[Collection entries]
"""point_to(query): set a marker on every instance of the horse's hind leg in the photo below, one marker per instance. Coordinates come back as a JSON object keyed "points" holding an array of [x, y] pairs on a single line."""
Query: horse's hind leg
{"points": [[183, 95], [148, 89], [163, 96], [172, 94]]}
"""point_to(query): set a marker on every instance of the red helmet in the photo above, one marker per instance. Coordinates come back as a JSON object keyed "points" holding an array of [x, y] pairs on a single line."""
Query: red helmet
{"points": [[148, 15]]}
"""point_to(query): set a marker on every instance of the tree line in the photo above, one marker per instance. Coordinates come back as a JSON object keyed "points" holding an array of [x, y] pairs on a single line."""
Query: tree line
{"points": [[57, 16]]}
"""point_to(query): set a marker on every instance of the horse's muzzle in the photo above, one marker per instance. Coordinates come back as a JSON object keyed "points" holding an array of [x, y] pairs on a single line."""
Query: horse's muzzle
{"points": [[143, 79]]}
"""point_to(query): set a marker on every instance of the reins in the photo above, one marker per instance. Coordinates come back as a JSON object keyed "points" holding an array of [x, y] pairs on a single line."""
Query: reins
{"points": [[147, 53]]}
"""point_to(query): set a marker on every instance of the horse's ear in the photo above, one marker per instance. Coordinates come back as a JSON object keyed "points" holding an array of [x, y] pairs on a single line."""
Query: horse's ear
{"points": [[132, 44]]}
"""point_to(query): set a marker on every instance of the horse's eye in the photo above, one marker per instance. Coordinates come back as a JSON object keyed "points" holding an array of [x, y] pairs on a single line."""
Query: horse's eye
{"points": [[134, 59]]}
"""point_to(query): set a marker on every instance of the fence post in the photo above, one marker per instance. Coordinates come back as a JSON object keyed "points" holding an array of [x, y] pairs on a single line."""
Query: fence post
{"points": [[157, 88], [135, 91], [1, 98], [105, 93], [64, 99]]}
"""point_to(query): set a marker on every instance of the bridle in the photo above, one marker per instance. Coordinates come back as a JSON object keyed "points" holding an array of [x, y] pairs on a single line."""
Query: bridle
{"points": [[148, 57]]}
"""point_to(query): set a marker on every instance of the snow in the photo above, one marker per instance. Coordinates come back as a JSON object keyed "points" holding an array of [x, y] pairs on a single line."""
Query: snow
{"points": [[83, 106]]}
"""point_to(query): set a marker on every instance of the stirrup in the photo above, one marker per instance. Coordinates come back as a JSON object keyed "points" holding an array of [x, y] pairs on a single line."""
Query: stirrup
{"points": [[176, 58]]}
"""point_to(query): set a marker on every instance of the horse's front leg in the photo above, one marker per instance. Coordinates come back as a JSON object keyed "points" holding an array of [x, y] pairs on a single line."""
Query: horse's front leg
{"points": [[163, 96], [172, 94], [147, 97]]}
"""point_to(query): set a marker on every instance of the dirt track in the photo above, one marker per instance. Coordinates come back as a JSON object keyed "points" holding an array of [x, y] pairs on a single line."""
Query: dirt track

_WRITTEN EXERCISE:_ Copy all of the items above, substituting "place a pin" for every occurrence of "set a marker" and leaving the rest untouched.

_RESULT BELOW:_
"""point_to(query): place a pin on every instance of the horse's hind leg in the photo below, one marker per instance. Coordinates come back as a JSON object keyed "points" holding an array of [x, y] pairs on a single line."""
Query: horse's hind leg
{"points": [[183, 95], [148, 89], [163, 96], [172, 94]]}
"""point_to(query): place a pin on every instance of the red helmet in the photo above, one marker per instance. Coordinates come back as a JSON object keyed "points" holding an array of [x, y] pairs on a single line."""
Query: red helmet
{"points": [[148, 15]]}
"""point_to(query): place a pin on every instance of the tree line in the photo above, one marker per instance. Coordinates come back as a JSON object keyed "points" holding an array of [x, y] pairs on a single line."""
Query: tree line
{"points": [[57, 16]]}
"""point_to(query): place a pin on every instance of the horse's muzzle in the photo above, one marker per instance. Coordinates come back as a JSON object keyed "points" holding an array of [x, y] pairs on a single line."""
Query: horse's muzzle
{"points": [[143, 79]]}
"""point_to(query): place a pin on every instance of the reins in the photo above, one marker per instance. Coordinates come back as a JSON object keyed "points" holding an array of [x, y] pairs on a single line."""
Query: reins
{"points": [[147, 53]]}
"""point_to(query): place a pin on every instance of the horse's ear in the photo above, one marker per instance. Coordinates come back as a JSON object keyed "points" holding an array of [x, y] pairs on a single line."""
Query: horse's ear
{"points": [[132, 44]]}
"""point_to(query): place a pin on every instance of the horse's eye in the photo above, one marker per instance. Coordinates come back as a JSON object keyed "points" holding an array of [x, y] pairs on a single line."""
Query: horse's eye
{"points": [[134, 59]]}
"""point_to(query): place a pin on every instance of the fence post in the photo above, one marker per instance. Coordinates come back as a JSON object keyed "points" holding an array of [x, y] pairs on a single line."""
Query: fence post
{"points": [[157, 88], [135, 91], [1, 98], [105, 93], [64, 99]]}
"""point_to(query): place a pin on every instance of the bridle in the photo above, one marker per instance. Coordinates come back as a JSON object keyed "points" holding an array of [x, y] pairs on a single line."""
Query: bridle
{"points": [[148, 57]]}
"""point_to(query): place a pin on every instance of the snow in the photo above, one marker per instance. Coordinates come back as a JSON object keyed "points" holding an array of [x, y] pairs on a single line."""
Query: snow
{"points": [[83, 106]]}
"""point_to(query): place a pin on every instance of the stirrup in the photo above, one marker per instance. Coordinates come back as a JSON object keyed "points" holding an array of [x, y] pairs on a single line."""
Query: stirrup
{"points": [[176, 58]]}
"""point_to(query): place a pin on every instance of the horse's front leg in the photo above, one marker per instance. Coordinates come back as a JSON object keyed "points" holding an array of [x, y] pairs on a single line."""
Query: horse's front leg
{"points": [[163, 96], [172, 94], [147, 97]]}
"""point_to(query): place a pin on every instance of the dirt track in the photo above, one marker per instance. Coordinates come back as a JSON object keyed "points" holding an array of [x, y] pairs on a single line."""
Query: dirt track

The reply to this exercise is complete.